Exercise data START

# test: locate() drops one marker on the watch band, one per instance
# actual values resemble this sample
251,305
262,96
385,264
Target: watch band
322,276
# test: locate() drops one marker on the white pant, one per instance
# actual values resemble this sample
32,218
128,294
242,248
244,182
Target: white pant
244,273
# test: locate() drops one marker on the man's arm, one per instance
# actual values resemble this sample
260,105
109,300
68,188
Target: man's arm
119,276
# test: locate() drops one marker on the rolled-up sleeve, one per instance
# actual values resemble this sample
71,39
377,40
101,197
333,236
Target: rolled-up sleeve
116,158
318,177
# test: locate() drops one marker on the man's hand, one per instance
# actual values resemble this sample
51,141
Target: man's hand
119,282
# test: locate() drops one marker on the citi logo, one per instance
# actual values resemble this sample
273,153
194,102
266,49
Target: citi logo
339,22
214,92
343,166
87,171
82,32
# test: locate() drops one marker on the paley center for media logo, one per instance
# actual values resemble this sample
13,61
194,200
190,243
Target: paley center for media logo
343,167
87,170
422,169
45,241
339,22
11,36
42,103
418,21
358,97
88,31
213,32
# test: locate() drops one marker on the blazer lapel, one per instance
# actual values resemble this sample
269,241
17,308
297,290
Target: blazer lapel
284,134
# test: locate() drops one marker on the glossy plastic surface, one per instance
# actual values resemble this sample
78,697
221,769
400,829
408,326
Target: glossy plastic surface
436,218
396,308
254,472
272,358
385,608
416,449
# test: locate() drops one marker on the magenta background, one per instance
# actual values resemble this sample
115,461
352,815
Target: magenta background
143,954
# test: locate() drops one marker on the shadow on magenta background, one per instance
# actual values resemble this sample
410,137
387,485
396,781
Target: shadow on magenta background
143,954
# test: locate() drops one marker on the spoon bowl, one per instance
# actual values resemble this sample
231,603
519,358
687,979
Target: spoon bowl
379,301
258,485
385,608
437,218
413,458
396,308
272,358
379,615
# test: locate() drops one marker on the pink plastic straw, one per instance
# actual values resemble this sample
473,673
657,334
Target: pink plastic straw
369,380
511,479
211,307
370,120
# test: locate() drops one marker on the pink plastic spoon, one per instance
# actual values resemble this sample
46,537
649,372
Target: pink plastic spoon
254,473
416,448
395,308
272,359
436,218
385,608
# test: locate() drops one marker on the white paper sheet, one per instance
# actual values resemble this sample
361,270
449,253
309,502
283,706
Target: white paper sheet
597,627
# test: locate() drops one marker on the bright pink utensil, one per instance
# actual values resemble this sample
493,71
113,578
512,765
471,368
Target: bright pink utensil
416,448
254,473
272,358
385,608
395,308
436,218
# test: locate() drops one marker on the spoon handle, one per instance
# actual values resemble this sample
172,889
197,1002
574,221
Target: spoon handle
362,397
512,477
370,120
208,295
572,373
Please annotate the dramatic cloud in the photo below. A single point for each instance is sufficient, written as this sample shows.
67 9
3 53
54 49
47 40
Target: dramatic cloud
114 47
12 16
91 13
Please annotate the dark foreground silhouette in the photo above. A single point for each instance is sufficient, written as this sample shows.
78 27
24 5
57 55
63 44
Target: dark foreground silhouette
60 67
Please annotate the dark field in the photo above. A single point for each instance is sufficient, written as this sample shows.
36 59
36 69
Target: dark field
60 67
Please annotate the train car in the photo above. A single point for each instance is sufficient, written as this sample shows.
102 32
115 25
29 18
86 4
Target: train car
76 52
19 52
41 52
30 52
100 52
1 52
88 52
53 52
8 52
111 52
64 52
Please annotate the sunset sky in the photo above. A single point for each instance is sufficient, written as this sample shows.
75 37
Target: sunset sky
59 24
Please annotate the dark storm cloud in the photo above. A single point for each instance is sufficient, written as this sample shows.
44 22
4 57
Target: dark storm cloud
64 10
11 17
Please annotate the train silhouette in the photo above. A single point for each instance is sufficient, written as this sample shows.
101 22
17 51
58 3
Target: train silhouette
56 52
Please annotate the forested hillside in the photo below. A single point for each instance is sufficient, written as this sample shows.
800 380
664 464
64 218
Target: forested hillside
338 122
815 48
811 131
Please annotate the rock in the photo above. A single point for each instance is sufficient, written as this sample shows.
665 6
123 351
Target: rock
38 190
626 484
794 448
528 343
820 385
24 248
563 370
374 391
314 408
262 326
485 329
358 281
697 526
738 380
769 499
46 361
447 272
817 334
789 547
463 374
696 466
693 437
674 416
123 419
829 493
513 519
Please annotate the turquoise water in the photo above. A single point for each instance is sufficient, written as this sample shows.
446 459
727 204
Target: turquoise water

Exercise data END

## Goal of the exercise
From the records above, pull out every line containing the word "water".

## Answer for this exercise
Please annotate the turquoise water in the photo above. A single point for each instance is sufficient, written as this sample shows.
Target: turquoise water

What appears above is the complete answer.